▶ INFORMATION GIVEN:
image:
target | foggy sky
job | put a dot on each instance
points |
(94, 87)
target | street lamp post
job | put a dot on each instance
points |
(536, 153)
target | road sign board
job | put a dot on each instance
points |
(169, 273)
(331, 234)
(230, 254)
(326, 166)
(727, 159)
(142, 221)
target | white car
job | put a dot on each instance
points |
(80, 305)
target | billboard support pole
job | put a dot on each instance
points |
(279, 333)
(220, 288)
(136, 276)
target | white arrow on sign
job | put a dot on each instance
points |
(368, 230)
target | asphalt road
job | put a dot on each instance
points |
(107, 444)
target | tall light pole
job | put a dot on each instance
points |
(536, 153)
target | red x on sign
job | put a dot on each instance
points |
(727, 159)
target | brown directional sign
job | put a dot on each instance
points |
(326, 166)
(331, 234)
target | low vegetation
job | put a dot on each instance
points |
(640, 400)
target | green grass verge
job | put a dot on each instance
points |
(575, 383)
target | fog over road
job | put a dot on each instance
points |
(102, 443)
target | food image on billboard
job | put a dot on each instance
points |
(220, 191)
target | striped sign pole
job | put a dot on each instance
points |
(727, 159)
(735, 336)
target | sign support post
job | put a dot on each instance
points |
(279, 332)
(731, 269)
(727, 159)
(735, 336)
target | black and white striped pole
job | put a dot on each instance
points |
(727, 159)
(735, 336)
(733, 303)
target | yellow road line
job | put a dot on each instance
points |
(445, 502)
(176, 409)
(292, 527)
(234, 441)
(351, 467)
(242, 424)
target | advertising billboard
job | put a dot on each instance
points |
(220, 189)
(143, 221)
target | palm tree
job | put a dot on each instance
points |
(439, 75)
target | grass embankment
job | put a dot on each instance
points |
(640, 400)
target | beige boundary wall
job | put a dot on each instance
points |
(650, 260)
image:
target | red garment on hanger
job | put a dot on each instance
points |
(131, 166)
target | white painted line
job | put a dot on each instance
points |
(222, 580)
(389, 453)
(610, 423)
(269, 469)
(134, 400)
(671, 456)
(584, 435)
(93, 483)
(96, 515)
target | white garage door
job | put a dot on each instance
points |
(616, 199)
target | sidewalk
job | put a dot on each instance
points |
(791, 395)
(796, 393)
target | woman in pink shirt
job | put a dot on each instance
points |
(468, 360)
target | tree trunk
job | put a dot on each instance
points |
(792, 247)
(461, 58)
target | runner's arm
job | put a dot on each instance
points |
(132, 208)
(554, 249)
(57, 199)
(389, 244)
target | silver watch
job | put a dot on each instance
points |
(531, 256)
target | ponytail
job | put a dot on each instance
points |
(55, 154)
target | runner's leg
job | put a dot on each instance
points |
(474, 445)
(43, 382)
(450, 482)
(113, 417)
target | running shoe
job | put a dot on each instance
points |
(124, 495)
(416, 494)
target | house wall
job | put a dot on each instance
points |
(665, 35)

▶ SHORT TASK: Print again the material above, limited to the lines from the one holding "target | green grass verge" through the last, inclusive.

▶ RESULT OF THIS EXERCISE:
target | green grass verge
job | put a dot on each instance
points |
(575, 383)
target | fog over road
job | put a dot on each instance
points |
(102, 443)
target | food image on billboard
job | put a dot on each instance
points |
(220, 191)
target | striped sign pole
job | put a dot on each instance
points |
(727, 159)
(735, 336)
target | sign support post
job | put a dot on each instance
points |
(279, 332)
(731, 269)
(727, 159)
(735, 336)
target | black and white striped pole
job | put a dot on each instance
points |
(727, 159)
(735, 336)
(733, 303)
target | yellow road line
job | put a dot on each instance
points |
(445, 502)
(176, 409)
(292, 527)
(234, 441)
(351, 467)
(242, 424)
target | advertising billboard
job | put a dot on each instance
points |
(220, 189)
(143, 221)
target | palm tree
job | put a dot on each instance
points |
(439, 75)
target | grass embankment
job | put a dot on each instance
points |
(640, 400)
target | beige boundary wall
job | put a dot on each instance
points |
(650, 260)
image:
target | red garment on hanger
job | put a dot on each instance
points |
(131, 166)
target | white painted line
job | put a dot on each instance
points |
(222, 580)
(389, 453)
(610, 423)
(269, 469)
(134, 400)
(671, 456)
(584, 435)
(93, 483)
(96, 515)
target | white garage door
job | put a dot on each instance
points |
(616, 199)
target | sidewalk
job | put a dot on each instance
points |
(791, 395)
(796, 393)
target | woman in pink shirt
job | put a dot on each instance
points |
(468, 360)
target | tree trunk
job | put a dot on each instance
points |
(792, 247)
(461, 58)
target | runner's arm
job | put a dot on each instance
points |
(132, 208)
(554, 249)
(57, 199)
(389, 244)
target | silver watch
job | put a dot on each instance
points |
(531, 256)
target | ponytail
job | put a dot on each instance
points |
(55, 154)
target | runner's leg
job | put a dot on each instance
points |
(474, 445)
(43, 382)
(450, 482)
(113, 417)
target | running shoe
job | put a dot on each instance
points |
(124, 495)
(416, 494)
target | house wall
job | put a dot on each instance
points |
(665, 35)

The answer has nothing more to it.